#### Activity
Among the records that follow, how many lines include the string "stone"? Only the number is wanted.

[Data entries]
=-=-=
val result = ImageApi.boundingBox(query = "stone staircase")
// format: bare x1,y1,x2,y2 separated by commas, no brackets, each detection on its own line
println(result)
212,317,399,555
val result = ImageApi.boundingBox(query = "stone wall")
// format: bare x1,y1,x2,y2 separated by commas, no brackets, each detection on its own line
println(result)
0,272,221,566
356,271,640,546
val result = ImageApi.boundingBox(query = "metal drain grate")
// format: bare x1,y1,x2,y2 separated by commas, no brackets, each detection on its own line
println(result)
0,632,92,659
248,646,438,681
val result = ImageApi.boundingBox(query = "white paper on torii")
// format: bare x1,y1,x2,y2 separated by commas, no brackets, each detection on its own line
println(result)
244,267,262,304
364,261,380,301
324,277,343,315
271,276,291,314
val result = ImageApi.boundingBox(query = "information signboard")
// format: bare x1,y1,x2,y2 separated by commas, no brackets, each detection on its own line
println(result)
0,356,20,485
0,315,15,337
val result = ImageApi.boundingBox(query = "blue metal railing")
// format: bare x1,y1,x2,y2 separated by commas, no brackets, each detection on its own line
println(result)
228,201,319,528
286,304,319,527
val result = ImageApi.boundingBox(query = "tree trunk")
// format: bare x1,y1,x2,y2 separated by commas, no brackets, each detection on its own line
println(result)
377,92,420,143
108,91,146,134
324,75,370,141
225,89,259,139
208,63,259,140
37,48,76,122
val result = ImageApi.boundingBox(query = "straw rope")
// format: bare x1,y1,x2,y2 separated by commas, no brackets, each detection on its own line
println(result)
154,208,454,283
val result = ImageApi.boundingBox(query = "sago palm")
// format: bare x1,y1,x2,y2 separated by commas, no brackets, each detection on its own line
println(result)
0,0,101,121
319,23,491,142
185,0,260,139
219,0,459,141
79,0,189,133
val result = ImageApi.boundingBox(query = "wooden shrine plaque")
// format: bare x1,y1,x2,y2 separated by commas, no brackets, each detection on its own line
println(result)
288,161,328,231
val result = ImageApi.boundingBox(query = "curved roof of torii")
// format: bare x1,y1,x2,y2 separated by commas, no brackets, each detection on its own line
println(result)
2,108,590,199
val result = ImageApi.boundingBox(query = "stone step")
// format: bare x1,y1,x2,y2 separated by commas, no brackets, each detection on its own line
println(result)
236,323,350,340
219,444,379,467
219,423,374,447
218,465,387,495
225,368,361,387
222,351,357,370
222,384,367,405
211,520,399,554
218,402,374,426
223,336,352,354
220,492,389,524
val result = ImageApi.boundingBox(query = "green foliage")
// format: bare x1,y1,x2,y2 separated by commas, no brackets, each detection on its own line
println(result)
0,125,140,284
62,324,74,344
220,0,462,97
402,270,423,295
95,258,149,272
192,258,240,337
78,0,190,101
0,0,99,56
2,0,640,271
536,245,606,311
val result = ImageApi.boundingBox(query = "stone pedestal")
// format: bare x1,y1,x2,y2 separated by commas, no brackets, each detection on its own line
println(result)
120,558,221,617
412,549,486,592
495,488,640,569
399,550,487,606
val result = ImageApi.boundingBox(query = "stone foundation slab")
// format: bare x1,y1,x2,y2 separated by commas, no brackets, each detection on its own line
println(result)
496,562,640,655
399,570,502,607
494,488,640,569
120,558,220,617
=-=-=
#### Solution for this exercise
5